» Set problem:
Copy out every line below with nothing changed.

====== Records for processing

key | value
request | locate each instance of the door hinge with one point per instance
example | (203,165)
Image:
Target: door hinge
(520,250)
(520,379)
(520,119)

============

» Expected answer:
key | value
request | locate each instance of the door hinge with one point per instance
example | (203,165)
Image:
Target: door hinge
(520,250)
(520,379)
(520,119)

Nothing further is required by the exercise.